TASK DIRECTIONS -
Write out every line of the entries below without changing anything.

INPUT RECORDS -
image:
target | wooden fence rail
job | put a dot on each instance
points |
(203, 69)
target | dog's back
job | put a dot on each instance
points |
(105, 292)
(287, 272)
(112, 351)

TASK RESPONSE -
image:
target | wooden fence rail
job | put a dot on each instance
points |
(203, 69)
target | dog's back
job | put a dot on each instance
points |
(105, 292)
(287, 272)
(112, 351)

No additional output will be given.